- [Directive 1]:
Please rewrite the rows, from the line with "Expected behaviour: the pointer locates the brown" through their last line, as a Markdown table with the columns Nr and Line, numbering each line and leaving out blank ones.
▬▬▬▬▬▬
For the false illusion? There IS a large demand for garbage
collection in C++. The standards committee is seriously
considering it for the next version of the standard. Third
party companies are successfully selling garbage collection as
an add in, and an open source implementation is widely used.
None of which, of course, says that we should abandon value
semantics for value oriented types, nor drop constructors and
destructors.
I bite my tongue every time GC comes up. I understand its
utility, as I understand the value of high-level scripting in
langauges like Perl/Python/Ruby. Further, I understand the
value of "higher-level" OO languages with GC and dynamic
typing, like Smalltalk and Lisp.
But, that's not C++ with its compile-time static typing. I
would *never* use GC.
That's an interesting statement, because compile-time static
typing for dynamically allocated objects requires garbage
collection. It can't be done otherwise, or at least, I don't
think so. C++ implementations don't do it; they use the
"undefined behavior" to let them off the hook.
IMHO, for most OO, it's simply a bad way to view the problem.
For the *vast* majority of our designs, object ownership is
defined through well-understood containment within
well-defined (logical) abstractions.
A large majority, yes. And there are certainly objects for
which garbage collection is not really the right solution
(although even with such objects, it permits some form of type
safety, which isn't possible otherwise). I have, in fact, often
wished for a sort of reverse garbage collection as well: rather
than deleting an object when there are no more pointers to it,
it would get rid of all pointers to an object when it the object
is deleted.
▬▬▬▬▬▬
- [Directive 2]:
Extend the discussion of garbage collection in C++ above, starting from the point where it stops.
▬▬▬▬▬▬
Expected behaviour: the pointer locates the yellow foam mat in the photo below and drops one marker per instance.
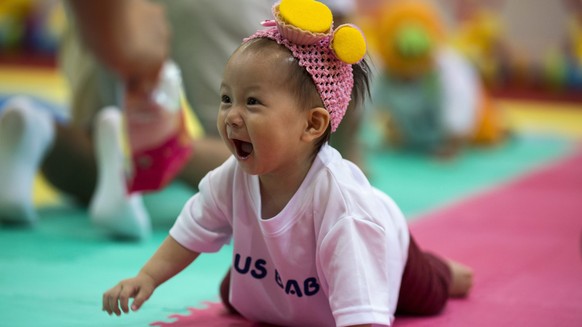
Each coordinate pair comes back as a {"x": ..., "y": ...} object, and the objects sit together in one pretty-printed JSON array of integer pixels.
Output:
[
  {"x": 563, "y": 120},
  {"x": 548, "y": 118}
]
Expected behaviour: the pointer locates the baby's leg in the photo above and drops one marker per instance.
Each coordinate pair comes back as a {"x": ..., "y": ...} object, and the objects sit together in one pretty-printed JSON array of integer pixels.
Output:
[
  {"x": 26, "y": 134},
  {"x": 426, "y": 282},
  {"x": 462, "y": 279},
  {"x": 224, "y": 293}
]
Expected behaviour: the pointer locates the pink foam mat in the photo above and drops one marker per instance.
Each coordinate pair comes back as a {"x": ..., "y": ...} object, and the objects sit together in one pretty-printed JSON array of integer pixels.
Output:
[{"x": 522, "y": 239}]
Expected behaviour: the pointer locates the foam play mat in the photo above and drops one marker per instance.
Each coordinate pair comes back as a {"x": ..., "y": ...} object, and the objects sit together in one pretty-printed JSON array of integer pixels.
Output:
[{"x": 513, "y": 212}]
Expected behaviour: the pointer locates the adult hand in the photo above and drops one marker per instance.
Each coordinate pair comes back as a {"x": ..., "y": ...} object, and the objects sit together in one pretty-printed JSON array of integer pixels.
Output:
[{"x": 131, "y": 37}]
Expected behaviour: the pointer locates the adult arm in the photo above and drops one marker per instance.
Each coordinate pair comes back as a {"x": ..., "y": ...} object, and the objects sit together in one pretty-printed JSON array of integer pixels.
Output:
[
  {"x": 131, "y": 37},
  {"x": 169, "y": 260}
]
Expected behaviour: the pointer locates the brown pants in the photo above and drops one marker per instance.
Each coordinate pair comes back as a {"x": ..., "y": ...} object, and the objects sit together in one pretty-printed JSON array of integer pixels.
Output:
[{"x": 424, "y": 289}]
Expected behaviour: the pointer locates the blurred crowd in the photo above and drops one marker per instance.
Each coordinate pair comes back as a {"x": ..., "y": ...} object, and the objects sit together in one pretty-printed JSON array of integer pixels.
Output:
[{"x": 483, "y": 31}]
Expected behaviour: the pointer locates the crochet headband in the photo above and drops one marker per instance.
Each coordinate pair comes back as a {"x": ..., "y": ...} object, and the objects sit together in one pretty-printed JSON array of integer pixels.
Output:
▬▬▬▬▬▬
- [Written reply 1]:
| Nr | Line |
|---|---|
| 1 | Expected behaviour: the pointer locates the brown pants in the photo above and drops one marker per instance. |
| 2 | Each coordinate pair comes back as a {"x": ..., "y": ...} object, and the objects sit together in one pretty-printed JSON array of integer pixels. |
| 3 | Output: |
| 4 | [{"x": 424, "y": 289}] |
| 5 | Expected behaviour: the pointer locates the blurred crowd in the photo above and drops one marker per instance. |
| 6 | Each coordinate pair comes back as a {"x": ..., "y": ...} object, and the objects sit together in one pretty-printed JSON array of integer pixels. |
| 7 | Output: |
| 8 | [{"x": 483, "y": 31}] |
| 9 | Expected behaviour: the pointer locates the crochet headband in the photo above and drops one marker per instance. |
| 10 | Each coordinate pair comes back as a {"x": ..., "y": ...} object, and the objects sit together in one pretty-printed JSON array of integer pixels. |
| 11 | Output: |

- [Written reply 2]:
The fact that it isn't necessary all of the time doesn't mean
that it isn't useful in enough cases to be worthwhile.
If it's not, IMHO, you are missing key abstractions.
It depends on the object. Many objects DO have explicit
lifetimes. All garbage collection brings to them is an ability
to detect the errors: an explicit and understandable error
message, instead of undefined behavior. Many others however,
don't really need an explicit lifetime, as long as they are
there when needed (i.e. someone holds a pointer to them). For
those, garbage collection is THE solution. (And of course, a
lot of objects have value semantics, and should probably never
be allocated dynamically anyway. For those, of course, garbage
collection is irrelevant.)
If you create an object and you don't know who should "own"
it, you have a primitive design.
I find a lot of cases where the design says that it doesn't
matter.
I admit exceptions to this principle in "strange" domains,
like implementation of an object-database library, but those
tend to be rare. Still, that simply means the "owner" will be
some kind of artifact (not a logical entity, as is most common
in most domains).
All GC does is say, "I create objects but don't feel like
defining an owner, so I just leave my mess for the janitor,
whom I assume will clean up for me in a proper way."
It's not a question of feeling, but of design. There are
objects for which artificially designating an owner is just
extra work, and is, in fact, an artifact of a weakness in the
language.
I'd be *so sad* if the C++ standard got screwed up with GC,
and I had to figure out how to work around it and shut it off.
If you don't like being more productive, that's understandable.
If you're paid by the line, garbage collection will certainly
reduce your income.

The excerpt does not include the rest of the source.